Copy out the part of the recession passage that begins with the words containing "American University historian" and ends with "and Donald Trump.", putting "blip" in place of "ripple".

PASSAGE
━━━━━━━━━━━━━━━━

I have been writing repeatedly about the devastating impact of the 2007-2008 recession triggered by the frauds committed by the financial sector. But I did not personally experience any hardship. This was because I had a job that was not affected by the crisis and was living in a home that was paid for a long time ago and was not trying to sell it. So while the city of Cleveland was hit hard by foreclosures that devastated entire neighborhoods, where I lived there was just a slight uptick in the number of houses for sale and that seems to have now returned to more normal levels.
American University historian Leonard Steinhorn says that my experience of the recession causing merely a ripple in my daily existence is shared by the political and media elite and that this could explain why they were taken by surprise by the popularity of Bernie Sanders and Donald Trump.
Perhaps the biggest story coming out of campaign 2016 is not the rise of Bernie Sanders and Donald Trump, but the fact that the media and political establishment never saw it coming. And the fact that they never saw it coming perfectly explains the rise of Sanders and Trump.
And here’s why: the economic and social wreckage wrought by the Great Recession of 2007-2009, which flat lined the lives and aspirations of so many, barely registered on the lifestyle Richter scale of media and political heavies.
Some of these elites may have seen their bull market portfolios or 401(k) plans dip, and for those trying to sell vacation homes they saw demand soften a bit. But as economic growth recovered so did their assets, and for the most part the recession to them was a talking point, a dinner party topic.
Not so for the vast majority of Americans. The recession’s economic pandemic may have caused the establishment only seasonal sniffles, but it has had an ongoing, debilitating, and personal impact on working and middle class Americans. And to young people raised to believe in a buoyant America and bigger future, a pinched economy is all they have known.
Those who owned homes saw their property values crater and with it the economic security embedded in the American Dream that homeownership used to represent. Eight years after the real estate bubble burst, thirteen out of every one-hundred homeowners remain seriously underwater on their mortgages, meaning that they owe a lot more than their homes are worth.

━━━━━━━━━━━━━━━━

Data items
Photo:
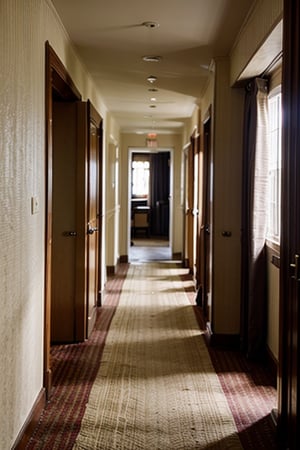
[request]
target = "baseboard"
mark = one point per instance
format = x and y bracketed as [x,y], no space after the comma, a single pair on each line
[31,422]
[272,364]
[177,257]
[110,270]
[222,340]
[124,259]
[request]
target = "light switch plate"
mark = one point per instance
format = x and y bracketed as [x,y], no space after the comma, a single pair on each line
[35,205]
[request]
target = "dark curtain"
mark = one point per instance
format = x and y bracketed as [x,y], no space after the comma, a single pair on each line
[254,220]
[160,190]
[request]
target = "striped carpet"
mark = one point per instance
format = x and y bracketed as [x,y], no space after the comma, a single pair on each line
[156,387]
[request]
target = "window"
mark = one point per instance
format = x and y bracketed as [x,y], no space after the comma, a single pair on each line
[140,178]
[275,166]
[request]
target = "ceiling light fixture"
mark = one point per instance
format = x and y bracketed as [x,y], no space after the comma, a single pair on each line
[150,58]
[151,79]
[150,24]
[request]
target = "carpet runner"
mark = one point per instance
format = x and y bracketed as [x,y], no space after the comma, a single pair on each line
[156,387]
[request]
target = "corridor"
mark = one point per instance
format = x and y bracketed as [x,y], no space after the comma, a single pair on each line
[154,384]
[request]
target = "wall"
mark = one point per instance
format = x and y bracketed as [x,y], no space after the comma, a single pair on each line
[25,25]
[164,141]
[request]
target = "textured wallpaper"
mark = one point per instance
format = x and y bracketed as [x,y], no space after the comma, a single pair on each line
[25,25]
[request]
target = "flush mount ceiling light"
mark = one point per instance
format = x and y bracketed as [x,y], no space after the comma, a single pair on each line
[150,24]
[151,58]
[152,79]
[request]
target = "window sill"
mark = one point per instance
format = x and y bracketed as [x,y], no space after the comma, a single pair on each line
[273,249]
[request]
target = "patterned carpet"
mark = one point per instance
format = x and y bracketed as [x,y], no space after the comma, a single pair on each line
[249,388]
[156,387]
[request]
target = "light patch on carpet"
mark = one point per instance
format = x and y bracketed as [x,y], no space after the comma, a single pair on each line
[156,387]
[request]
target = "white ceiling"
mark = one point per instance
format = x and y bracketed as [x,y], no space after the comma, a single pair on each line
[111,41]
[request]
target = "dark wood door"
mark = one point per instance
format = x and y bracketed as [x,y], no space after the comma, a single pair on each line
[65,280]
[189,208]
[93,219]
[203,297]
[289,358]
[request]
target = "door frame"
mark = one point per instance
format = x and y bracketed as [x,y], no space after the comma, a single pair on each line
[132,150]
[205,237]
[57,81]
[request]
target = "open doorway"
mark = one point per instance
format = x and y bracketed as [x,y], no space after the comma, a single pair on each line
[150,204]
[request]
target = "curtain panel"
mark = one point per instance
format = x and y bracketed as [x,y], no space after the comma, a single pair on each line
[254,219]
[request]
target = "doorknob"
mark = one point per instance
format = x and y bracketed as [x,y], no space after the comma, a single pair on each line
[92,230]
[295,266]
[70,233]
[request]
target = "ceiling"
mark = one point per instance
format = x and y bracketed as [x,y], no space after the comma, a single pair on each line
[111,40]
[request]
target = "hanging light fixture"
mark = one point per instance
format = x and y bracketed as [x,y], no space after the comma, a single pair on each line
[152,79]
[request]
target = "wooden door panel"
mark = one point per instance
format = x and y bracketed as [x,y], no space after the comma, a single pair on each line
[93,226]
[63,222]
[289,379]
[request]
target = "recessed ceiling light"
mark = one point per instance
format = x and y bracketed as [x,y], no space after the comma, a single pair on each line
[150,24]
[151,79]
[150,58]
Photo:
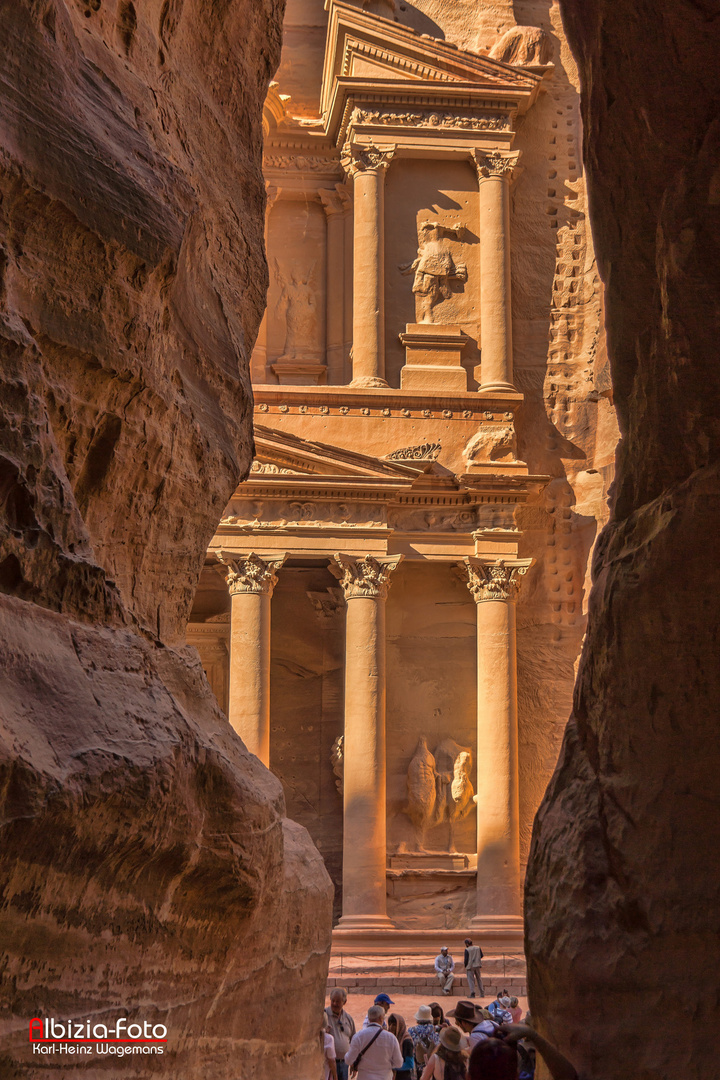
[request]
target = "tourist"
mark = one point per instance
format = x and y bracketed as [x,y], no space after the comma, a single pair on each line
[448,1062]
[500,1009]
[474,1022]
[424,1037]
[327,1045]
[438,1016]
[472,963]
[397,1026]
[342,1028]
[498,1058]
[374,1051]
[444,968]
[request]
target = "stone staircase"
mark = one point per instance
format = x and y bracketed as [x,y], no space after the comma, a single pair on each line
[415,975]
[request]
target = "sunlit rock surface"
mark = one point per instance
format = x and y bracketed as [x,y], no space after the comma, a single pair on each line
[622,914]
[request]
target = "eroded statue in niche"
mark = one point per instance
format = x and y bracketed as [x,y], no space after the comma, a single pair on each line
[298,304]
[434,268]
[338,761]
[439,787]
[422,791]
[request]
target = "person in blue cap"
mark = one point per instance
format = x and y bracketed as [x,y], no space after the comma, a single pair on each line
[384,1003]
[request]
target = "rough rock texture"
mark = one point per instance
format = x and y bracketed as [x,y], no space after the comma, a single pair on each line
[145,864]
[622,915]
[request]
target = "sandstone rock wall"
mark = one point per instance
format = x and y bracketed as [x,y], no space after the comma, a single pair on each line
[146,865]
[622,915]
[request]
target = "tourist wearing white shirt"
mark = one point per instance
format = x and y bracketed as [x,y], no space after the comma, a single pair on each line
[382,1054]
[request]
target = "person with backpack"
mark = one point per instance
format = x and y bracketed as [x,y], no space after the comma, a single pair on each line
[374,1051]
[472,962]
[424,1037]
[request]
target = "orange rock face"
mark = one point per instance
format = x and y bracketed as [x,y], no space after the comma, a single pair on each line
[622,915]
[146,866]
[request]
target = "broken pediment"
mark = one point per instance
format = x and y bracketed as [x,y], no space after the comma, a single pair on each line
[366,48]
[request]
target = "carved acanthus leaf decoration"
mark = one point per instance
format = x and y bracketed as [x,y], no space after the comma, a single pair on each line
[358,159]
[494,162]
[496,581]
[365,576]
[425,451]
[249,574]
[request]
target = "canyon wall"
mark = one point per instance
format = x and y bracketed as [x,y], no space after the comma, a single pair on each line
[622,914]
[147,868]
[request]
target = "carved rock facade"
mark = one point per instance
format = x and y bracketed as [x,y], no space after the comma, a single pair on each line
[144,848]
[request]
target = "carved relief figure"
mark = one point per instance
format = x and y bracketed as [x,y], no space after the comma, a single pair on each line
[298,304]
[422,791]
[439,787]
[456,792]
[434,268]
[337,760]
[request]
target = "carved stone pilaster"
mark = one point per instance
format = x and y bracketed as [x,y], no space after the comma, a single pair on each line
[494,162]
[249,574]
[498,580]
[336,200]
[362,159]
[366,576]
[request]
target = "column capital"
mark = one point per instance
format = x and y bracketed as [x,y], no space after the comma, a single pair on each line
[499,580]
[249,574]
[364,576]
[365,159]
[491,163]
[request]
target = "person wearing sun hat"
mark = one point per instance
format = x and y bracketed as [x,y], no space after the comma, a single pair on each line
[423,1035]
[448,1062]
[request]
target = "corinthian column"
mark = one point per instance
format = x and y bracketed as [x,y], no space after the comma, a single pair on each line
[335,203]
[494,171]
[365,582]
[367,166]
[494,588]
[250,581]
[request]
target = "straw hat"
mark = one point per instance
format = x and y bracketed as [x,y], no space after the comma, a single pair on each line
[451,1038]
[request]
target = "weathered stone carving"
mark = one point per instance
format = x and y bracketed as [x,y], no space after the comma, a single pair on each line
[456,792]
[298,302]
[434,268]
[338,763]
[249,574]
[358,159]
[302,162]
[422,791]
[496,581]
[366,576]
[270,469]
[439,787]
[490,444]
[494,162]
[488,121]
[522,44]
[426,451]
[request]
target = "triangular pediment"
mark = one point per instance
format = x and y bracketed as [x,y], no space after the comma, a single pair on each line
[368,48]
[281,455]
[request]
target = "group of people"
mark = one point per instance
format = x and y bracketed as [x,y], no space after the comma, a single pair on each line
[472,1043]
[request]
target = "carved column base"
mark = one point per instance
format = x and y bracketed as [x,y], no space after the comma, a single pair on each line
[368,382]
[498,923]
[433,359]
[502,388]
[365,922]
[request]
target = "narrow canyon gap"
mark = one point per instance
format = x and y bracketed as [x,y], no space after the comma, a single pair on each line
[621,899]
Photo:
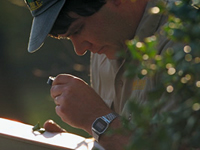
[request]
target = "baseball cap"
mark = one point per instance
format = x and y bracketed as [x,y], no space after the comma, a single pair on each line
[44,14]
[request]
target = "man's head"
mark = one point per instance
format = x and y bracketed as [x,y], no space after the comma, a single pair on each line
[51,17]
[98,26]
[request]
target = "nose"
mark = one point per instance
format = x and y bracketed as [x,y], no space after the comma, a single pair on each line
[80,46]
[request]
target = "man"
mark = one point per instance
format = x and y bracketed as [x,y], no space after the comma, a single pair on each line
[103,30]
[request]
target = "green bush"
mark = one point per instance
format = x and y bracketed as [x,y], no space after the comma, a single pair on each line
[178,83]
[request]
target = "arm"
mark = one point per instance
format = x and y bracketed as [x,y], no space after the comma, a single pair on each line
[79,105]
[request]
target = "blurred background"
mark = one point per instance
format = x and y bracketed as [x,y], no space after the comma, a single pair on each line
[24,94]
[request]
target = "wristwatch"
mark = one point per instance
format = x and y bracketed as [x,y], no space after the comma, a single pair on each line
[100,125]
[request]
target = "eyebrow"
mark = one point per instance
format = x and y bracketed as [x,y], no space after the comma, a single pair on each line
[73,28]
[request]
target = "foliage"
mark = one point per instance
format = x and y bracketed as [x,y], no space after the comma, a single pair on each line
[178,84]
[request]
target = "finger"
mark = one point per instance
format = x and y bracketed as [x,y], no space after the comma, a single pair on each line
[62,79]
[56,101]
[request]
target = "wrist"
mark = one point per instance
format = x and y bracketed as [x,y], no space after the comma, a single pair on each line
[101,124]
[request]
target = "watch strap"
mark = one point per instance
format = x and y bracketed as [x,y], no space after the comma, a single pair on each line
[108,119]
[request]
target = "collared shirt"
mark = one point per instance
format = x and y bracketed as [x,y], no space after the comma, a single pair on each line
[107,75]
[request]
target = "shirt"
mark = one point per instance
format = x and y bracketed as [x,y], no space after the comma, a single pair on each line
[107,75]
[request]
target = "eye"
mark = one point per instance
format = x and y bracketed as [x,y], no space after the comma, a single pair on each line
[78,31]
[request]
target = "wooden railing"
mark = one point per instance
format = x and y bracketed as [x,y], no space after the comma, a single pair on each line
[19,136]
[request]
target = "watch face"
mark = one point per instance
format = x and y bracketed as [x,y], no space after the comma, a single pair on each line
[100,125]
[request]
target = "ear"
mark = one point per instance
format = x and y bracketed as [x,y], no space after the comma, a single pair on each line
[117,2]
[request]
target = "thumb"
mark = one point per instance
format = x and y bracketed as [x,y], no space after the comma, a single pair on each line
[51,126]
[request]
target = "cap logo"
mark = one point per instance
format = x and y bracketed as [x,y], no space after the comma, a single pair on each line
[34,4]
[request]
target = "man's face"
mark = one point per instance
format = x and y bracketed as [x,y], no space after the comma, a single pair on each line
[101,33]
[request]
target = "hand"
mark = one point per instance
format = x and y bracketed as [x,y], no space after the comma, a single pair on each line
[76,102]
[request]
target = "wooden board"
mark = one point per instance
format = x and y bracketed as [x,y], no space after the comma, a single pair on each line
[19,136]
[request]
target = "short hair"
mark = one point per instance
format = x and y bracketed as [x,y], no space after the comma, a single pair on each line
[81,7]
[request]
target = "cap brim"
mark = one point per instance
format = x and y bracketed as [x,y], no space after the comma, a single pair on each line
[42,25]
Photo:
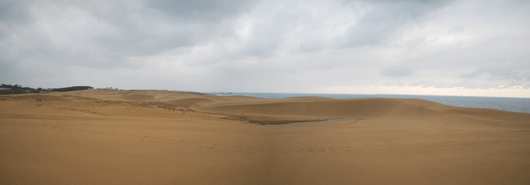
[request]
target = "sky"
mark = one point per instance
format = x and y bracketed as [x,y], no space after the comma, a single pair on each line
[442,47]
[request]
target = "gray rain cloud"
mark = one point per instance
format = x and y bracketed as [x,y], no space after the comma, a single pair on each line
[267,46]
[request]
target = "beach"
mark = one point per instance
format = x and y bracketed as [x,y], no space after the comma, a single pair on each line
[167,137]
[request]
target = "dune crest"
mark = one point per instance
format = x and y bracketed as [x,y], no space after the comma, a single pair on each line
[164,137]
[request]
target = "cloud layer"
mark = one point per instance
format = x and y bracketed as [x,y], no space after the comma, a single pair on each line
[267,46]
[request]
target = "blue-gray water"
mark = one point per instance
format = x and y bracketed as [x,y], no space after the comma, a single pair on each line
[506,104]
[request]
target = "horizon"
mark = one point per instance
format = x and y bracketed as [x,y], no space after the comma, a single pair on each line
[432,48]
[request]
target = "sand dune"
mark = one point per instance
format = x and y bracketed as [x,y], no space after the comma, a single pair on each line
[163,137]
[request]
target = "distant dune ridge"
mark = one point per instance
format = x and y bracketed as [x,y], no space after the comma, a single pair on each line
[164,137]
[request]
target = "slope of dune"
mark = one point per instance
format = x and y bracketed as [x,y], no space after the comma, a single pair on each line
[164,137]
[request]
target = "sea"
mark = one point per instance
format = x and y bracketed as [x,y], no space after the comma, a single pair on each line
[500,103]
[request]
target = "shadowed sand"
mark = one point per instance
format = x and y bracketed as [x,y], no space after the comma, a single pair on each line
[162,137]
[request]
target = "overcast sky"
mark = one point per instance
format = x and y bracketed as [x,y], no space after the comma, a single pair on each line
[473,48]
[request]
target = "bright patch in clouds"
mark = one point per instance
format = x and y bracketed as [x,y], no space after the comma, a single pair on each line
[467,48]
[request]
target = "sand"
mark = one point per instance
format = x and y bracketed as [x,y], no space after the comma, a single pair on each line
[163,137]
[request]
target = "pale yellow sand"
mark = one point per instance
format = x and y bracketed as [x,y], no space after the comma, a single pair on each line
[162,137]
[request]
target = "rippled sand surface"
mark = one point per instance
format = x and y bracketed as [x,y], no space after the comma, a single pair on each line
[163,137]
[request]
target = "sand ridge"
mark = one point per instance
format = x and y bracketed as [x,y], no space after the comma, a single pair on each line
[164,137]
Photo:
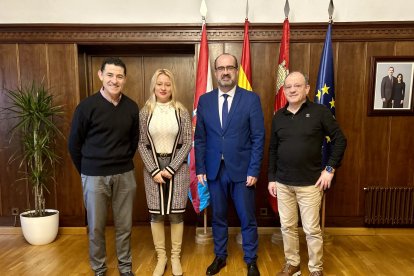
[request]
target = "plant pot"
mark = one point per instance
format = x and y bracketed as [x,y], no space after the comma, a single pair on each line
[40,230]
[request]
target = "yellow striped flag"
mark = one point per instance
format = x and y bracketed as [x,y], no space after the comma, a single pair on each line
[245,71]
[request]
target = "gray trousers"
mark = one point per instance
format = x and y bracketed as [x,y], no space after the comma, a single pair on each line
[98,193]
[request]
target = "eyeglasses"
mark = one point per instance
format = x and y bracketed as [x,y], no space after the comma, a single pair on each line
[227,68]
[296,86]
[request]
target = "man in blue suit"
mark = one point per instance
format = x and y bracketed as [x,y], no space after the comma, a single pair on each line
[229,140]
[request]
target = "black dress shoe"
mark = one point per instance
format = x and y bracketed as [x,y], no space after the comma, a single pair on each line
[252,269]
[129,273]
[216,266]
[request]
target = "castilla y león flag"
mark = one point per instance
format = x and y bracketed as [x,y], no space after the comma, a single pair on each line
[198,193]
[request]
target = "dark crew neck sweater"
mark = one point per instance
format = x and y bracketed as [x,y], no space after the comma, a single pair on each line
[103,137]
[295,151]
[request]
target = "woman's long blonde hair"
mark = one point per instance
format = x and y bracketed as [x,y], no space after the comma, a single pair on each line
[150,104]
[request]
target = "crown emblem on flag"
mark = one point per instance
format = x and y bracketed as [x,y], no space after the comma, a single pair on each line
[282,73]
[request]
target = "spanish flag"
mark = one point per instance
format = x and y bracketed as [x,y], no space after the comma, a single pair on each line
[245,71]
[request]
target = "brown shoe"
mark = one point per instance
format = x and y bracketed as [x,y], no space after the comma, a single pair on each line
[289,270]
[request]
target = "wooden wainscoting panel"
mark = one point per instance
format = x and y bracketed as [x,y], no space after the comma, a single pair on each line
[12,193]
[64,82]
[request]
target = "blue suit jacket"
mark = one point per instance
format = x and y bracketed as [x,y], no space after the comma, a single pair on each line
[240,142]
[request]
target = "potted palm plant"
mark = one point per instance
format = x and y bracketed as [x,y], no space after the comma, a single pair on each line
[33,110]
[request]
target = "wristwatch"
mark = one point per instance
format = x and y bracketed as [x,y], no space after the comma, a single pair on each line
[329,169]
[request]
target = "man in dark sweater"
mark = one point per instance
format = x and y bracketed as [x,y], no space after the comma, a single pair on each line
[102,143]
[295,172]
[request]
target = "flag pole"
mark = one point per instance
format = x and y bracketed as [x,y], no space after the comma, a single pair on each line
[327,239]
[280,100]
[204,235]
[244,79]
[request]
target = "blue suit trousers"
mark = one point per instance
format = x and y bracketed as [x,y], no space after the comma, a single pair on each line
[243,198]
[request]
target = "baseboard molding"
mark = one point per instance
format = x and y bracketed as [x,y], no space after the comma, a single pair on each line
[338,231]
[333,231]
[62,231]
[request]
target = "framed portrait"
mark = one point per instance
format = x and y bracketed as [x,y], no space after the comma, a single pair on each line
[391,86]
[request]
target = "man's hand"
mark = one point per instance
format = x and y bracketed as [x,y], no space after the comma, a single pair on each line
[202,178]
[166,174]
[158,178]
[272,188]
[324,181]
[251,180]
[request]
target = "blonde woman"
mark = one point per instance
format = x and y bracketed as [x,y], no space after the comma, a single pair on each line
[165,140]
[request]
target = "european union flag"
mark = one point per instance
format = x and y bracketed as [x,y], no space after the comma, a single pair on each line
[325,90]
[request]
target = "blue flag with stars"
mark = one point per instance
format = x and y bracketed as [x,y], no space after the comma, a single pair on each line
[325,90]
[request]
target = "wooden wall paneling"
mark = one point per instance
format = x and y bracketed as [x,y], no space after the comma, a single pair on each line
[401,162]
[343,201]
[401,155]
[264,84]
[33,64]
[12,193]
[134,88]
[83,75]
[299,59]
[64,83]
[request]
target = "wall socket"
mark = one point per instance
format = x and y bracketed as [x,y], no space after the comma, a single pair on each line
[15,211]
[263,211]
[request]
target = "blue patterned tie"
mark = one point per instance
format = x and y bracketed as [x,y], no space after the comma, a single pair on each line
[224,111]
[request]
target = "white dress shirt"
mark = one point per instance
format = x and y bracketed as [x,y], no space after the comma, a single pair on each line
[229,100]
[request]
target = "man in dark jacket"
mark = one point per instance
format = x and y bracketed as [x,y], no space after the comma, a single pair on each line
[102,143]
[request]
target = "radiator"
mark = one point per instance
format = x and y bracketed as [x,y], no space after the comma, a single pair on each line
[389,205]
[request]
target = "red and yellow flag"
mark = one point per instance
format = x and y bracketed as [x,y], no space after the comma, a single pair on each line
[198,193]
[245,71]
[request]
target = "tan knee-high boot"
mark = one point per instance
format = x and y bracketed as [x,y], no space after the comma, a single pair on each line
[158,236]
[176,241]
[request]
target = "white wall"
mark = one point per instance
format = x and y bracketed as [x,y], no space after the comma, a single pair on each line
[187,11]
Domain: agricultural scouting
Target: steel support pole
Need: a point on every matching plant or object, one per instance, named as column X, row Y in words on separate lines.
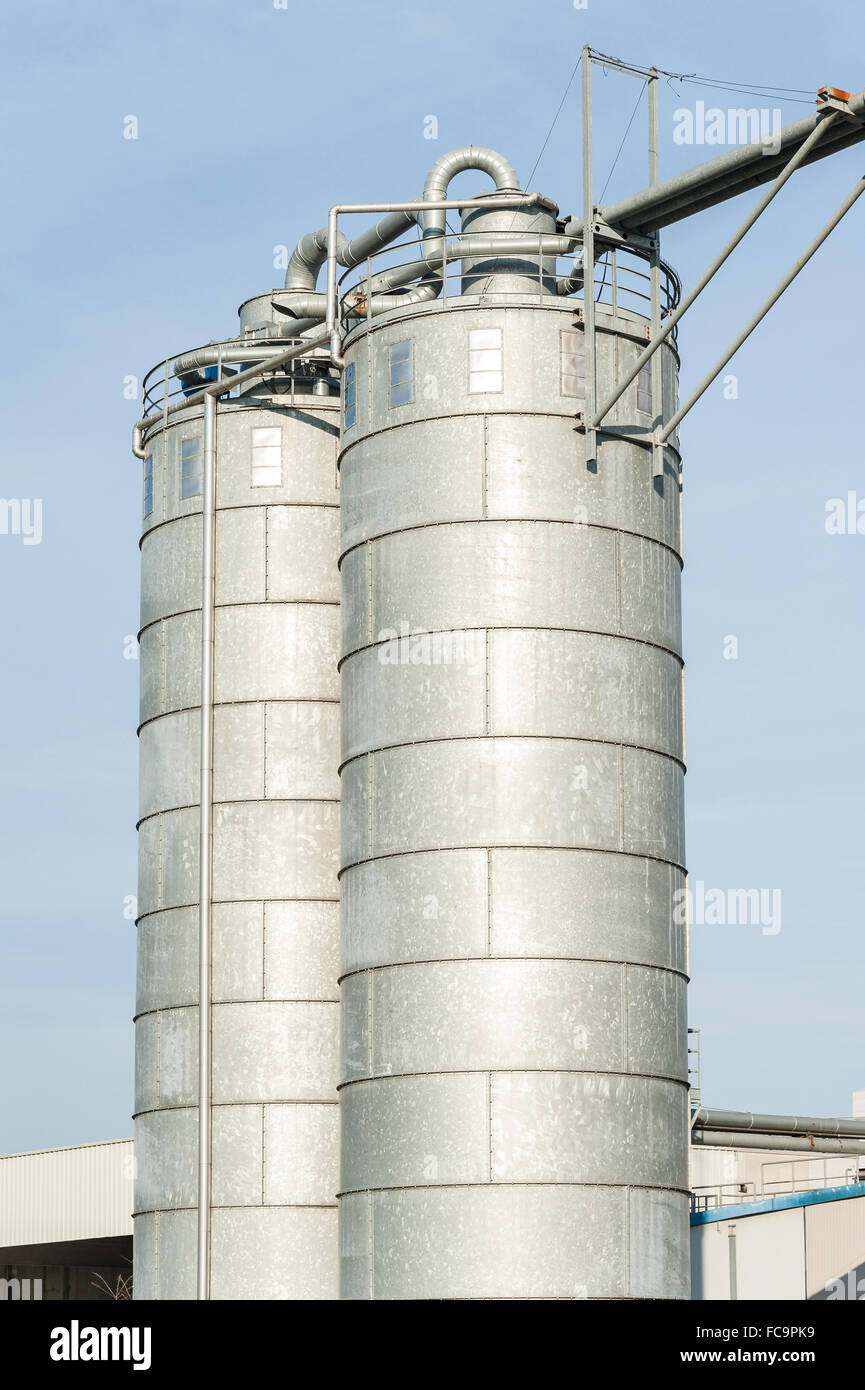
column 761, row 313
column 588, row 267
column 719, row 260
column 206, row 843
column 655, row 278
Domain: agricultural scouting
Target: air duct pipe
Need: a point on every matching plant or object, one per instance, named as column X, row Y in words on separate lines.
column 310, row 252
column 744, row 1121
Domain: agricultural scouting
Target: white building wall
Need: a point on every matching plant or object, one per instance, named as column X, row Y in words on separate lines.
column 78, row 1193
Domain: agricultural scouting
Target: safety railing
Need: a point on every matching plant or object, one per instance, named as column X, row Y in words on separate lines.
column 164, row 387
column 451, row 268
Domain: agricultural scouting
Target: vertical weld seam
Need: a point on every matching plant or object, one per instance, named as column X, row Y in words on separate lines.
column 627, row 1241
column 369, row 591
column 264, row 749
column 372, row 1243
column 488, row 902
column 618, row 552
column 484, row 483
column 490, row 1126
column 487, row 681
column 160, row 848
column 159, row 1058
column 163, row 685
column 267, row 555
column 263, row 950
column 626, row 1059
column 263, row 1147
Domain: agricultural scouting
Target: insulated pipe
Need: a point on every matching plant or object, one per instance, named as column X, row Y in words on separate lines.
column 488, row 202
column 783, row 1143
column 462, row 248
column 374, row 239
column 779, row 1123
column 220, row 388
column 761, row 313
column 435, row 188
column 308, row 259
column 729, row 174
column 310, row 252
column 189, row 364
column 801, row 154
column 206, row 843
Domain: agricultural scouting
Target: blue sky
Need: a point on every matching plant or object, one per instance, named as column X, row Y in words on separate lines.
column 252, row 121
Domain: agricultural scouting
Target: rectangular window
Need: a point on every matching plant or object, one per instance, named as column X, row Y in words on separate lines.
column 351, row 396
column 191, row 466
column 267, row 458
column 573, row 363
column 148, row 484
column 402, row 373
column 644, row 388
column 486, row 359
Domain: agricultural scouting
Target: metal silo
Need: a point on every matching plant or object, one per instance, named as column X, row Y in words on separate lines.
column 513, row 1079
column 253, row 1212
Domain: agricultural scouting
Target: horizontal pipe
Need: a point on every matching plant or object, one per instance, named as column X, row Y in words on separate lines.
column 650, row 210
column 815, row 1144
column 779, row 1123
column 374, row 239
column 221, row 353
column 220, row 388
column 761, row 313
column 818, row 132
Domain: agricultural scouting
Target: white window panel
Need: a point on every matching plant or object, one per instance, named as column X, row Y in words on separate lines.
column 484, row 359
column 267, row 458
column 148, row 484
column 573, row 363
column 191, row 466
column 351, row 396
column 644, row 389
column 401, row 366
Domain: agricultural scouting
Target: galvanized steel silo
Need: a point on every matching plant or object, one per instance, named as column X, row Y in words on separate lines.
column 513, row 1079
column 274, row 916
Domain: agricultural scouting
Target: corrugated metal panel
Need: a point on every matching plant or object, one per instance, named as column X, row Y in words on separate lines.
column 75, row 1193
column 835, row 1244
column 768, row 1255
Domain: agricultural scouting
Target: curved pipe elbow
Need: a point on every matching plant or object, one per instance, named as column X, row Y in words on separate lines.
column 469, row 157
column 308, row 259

━━━━━━━━━━━━━━━━

RESULT FOR THIS EXERCISE
American University historian Leonard Steinhorn says that my experience of the recession causing merely a blip in my daily existence is shared by the political and media elite and that this could explain why they were taken by surprise by the popularity of Bernie Sanders and Donald Trump.